── TEXTE FOURNI
Qu'est-ce que la rentrée littéraire ? Une merveilleuse institution française, que l'on attend chaque année fébrilement, sur laquelle on va se disputer et se répartir jusqu'au jour tant attendu des grands prix (après la proclamation desquels on pourra immédiatement hausser les épaules devant le mauvais goût, la bêtise et la corruption supposée de ces vieux barbons ayant fait des choix si ridicules).
C'est aussi une fête commerciale dont l'acmé se situe aux alentours du 24 décembre, et une absurdité artistique puisque sur les 400 ou 500 nouveaux romans déboulant d'un coup, après le 15 août dans les librairies, une petite trentaine seront lus, auront plus ou moins eu les honneurs de la presse, et une dizaine ceux de la télé, juge suprême décidant de qui doit vivre ou mourir, qui seront sélectionnés pour les prix, dont chaque liste est semblable à sa voisine. Tout le reste disparaîtra, et à part les livres primés ayant droit à un petit sursis, repartira au prochain office [NDLR : les nouveautés] , les libraires devant faire de la place pour accueillir... la rentrée de janvier !
On admirera d'autant plus les rescapés, et notamment les premiers romans ayant réussi à trouver leurs lecteurs, à force de travailler leur crawl, avec beaucoup de chance et un remarquable instinct de survie, parvenant à bout de forces à poser le pied sur le sable, tandis que derrière eux, la mer a déjà tout englouti.
────
§ ACTIVITÉ A
Repérez toutes les lignes ci-dessous qui contiennent la chaîne « positive » et recopiez-les, en tenant compte de la casse.
Le texte et les lignes n'ont aucun rapport entre eux.
── MATÉRIEL D'ÉTUDE
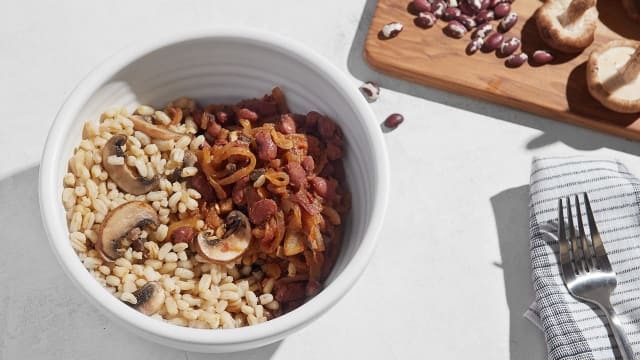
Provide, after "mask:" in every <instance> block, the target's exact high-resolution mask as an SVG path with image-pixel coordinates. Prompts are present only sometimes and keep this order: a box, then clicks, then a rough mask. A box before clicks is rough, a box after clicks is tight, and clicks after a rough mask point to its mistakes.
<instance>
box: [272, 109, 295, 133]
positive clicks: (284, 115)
mask: <svg viewBox="0 0 640 360" xmlns="http://www.w3.org/2000/svg"><path fill="white" fill-rule="evenodd" d="M276 130H278V131H280V132H281V133H283V134H293V133H295V132H296V122H295V121H294V120H293V118H292V117H291V116H290V115H289V114H284V115H280V122H278V125H277V126H276Z"/></svg>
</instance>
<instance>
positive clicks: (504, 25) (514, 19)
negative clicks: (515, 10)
mask: <svg viewBox="0 0 640 360" xmlns="http://www.w3.org/2000/svg"><path fill="white" fill-rule="evenodd" d="M517 22H518V14H517V13H516V12H514V11H512V12H510V13H509V14H507V16H505V17H504V18H502V20H500V25H498V30H500V31H501V32H503V33H505V32H507V31H509V30H511V28H512V27H514V26H515V24H516V23H517Z"/></svg>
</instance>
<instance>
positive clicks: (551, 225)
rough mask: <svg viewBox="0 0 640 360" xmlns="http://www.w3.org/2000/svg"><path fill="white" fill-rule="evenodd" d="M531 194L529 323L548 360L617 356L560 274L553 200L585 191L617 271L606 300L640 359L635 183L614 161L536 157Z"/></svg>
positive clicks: (632, 176) (637, 224)
mask: <svg viewBox="0 0 640 360" xmlns="http://www.w3.org/2000/svg"><path fill="white" fill-rule="evenodd" d="M529 191H530V196H529V212H530V217H529V227H530V240H531V273H532V281H533V287H534V292H535V303H534V304H533V305H532V307H531V309H530V311H529V312H528V314H527V317H529V318H533V320H538V321H539V323H538V324H539V326H540V327H541V328H542V330H543V331H544V334H545V338H546V341H547V350H548V354H549V359H554V360H555V359H565V360H569V359H616V358H620V355H619V353H618V351H617V349H616V345H615V340H614V338H613V335H612V333H611V331H610V329H609V327H608V325H607V319H606V317H605V315H604V314H603V312H602V311H601V310H600V309H598V308H597V307H596V306H593V305H590V304H587V303H583V302H580V301H578V300H576V299H575V298H573V297H572V296H571V295H569V293H568V292H567V289H566V287H565V286H564V283H563V281H562V277H561V276H560V272H559V268H558V240H557V221H558V198H561V197H565V196H569V195H573V194H581V193H583V192H587V193H588V194H589V199H590V200H591V206H592V208H593V210H594V216H595V218H596V222H597V224H598V229H599V230H600V233H601V236H602V240H603V242H604V246H605V249H606V250H607V252H608V254H609V258H610V261H611V264H612V266H613V269H614V270H615V271H616V273H617V278H618V286H617V288H616V290H615V291H614V293H613V295H612V298H611V302H612V304H613V306H614V308H615V310H616V312H617V313H618V314H619V315H620V318H621V320H622V323H623V325H624V329H625V330H626V332H627V334H628V335H629V339H630V341H631V343H632V346H633V348H634V350H635V352H636V356H638V357H639V358H640V181H639V180H638V179H637V178H636V177H635V176H634V175H633V174H631V173H630V172H629V171H628V170H627V168H626V167H625V166H624V165H623V164H621V163H620V162H618V161H613V160H595V159H585V158H578V157H553V158H536V159H534V160H533V163H532V168H531V178H530V188H529ZM582 209H583V211H584V207H582Z"/></svg>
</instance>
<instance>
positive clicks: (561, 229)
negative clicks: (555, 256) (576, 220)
mask: <svg viewBox="0 0 640 360" xmlns="http://www.w3.org/2000/svg"><path fill="white" fill-rule="evenodd" d="M558 242H559V243H560V266H561V269H562V271H561V272H560V273H561V274H562V279H564V282H565V283H570V282H571V281H572V280H573V279H575V276H576V273H575V270H574V269H573V264H572V263H571V255H570V250H569V241H568V240H567V232H566V230H565V218H564V210H563V209H562V199H558Z"/></svg>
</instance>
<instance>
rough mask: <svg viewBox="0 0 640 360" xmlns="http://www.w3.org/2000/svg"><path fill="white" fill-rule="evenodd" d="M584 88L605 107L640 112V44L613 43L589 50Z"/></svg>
mask: <svg viewBox="0 0 640 360" xmlns="http://www.w3.org/2000/svg"><path fill="white" fill-rule="evenodd" d="M587 85H588V87H589V92H590V93H591V95H592V96H593V97H594V98H596V99H597V100H598V101H599V102H600V103H601V104H602V105H604V106H605V107H606V108H608V109H610V110H613V111H616V112H620V113H636V112H640V42H637V41H632V40H614V41H611V42H608V43H607V44H605V45H603V46H602V47H600V48H599V49H597V50H595V51H593V52H592V53H591V55H590V56H589V61H588V62H587Z"/></svg>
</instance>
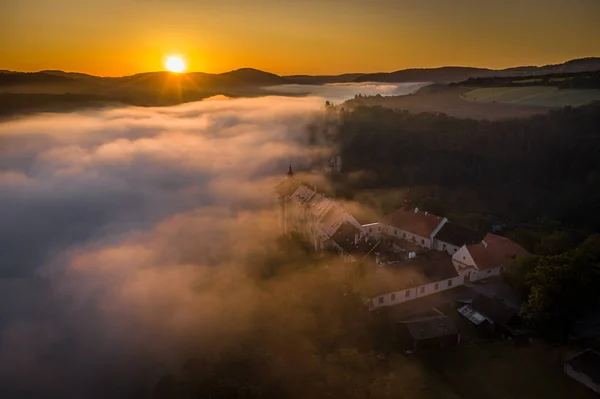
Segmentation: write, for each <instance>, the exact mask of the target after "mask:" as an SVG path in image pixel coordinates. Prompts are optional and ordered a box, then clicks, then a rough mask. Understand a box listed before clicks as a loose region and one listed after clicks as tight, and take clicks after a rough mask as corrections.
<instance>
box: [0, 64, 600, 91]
mask: <svg viewBox="0 0 600 399" xmlns="http://www.w3.org/2000/svg"><path fill="white" fill-rule="evenodd" d="M597 70H600V57H588V58H579V59H574V60H570V61H567V62H564V63H562V64H553V65H545V66H519V67H514V68H507V69H499V70H494V69H487V68H473V67H461V66H445V67H440V68H414V69H402V70H399V71H395V72H380V73H366V74H365V73H347V74H341V75H289V76H279V75H276V74H273V73H269V72H264V71H260V70H258V69H253V68H242V69H237V70H235V71H230V72H225V73H220V74H211V73H202V72H190V73H186V74H181V75H173V74H172V73H169V72H147V73H140V74H136V75H131V76H124V77H120V78H104V77H97V76H92V75H87V74H83V73H76V72H63V71H55V70H48V71H40V72H29V73H25V72H12V71H0V86H6V85H10V84H26V83H35V84H37V83H60V82H63V83H65V82H68V81H74V80H77V81H79V83H81V81H83V80H88V81H92V80H96V81H97V80H103V81H106V82H113V83H114V82H128V83H130V84H133V83H139V84H150V83H151V82H158V83H161V82H164V81H165V80H172V79H174V77H179V78H181V81H182V82H184V83H185V81H186V80H187V81H188V82H193V83H194V84H199V83H201V84H203V85H207V86H209V87H212V88H222V87H234V86H274V85H279V84H317V85H319V84H327V83H352V82H356V83H361V82H398V83H400V82H433V83H449V82H459V81H462V80H466V79H469V78H478V77H494V76H499V77H503V76H527V75H546V74H551V73H573V72H591V71H597Z"/></svg>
────
§ ACTIVITÉ B
Rédigez la suite du texte sur la rentrée littéraire, en partant de sa dernière phrase.

§ RÉPONSE A
positive clicks: (284, 115)
positive clicks: (504, 25) (514, 19)
positive clicks: (551, 225)
positive clicks: (632, 176) (637, 224)
positive clicks: (561, 229)

§ RÉPONSE B
À la fin juin, critiques et vedettes des médias voient leurs bureaux envahis par les livres. Il arrive même que les grands éditeurs, sur 20 ou 30 romans à paraître, aient la générosité d’en envoyer 3 ou 4 aux libraires. À la fin juillet, ça fait quand même beaucoup de tri à faire (puisqu’il est impossible de tout lire), et à partir de ce tri se forger une opinion, par goût personnel, parce qu’on a un article à rendre ou simplement afin de pouvoir répondre à la question fatidique : « Que me conseillez-vous ? »
Prétendre avoir un œil critique est facile, mais la plupart du temps totalement arbitraire. Est-elle réservée aux « professionnels » ou chacun peut-il l’exercer ? Et tout d’abord : qu’est-ce que la critique littéraire ?
Il est évident que ces deux termes n’ont pas le même sens suivant qui les emploie. Car il y a la grande critique, celle que l’on apprend en général à l’université en étudiant les écrits de Barthes, Jean-Pierre Richard, de Jean Starobinski, de Maurice Blanchot, etc. Pour grands que soient ces textes, et malgré de possibles médiations, ils n’ont en réalité d’influence que sur un public d’étudiants ou d’universitaires, et n’influencent donc en rien les choix de celui ou celle qui entre dans une librairie pour trouver un roman. On devrait d’ailleurs davantage appeler ces critiques « essayistes » ou théoriciens de la littérature. Certains, ayant une très belle plume, comme Barthes ou Starobinski devraient tout simplement être considérés comme des écrivains à part entière.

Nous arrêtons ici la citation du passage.